**Exercise goal**
Write the entries below again, precisely as they appear.

[[ The input open ]]

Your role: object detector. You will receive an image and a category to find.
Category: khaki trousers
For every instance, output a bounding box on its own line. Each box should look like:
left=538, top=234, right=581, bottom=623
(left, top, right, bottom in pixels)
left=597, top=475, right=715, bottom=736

[[ The input closed ]]

**Finished exercise**
Your role: object detector. You will receive an image and a category to find.
Category: khaki trousers
For every instance, output a bounding box on its own line. Each box should look like:
left=538, top=234, right=581, bottom=623
(left, top, right, bottom in pixels)
left=597, top=475, right=715, bottom=736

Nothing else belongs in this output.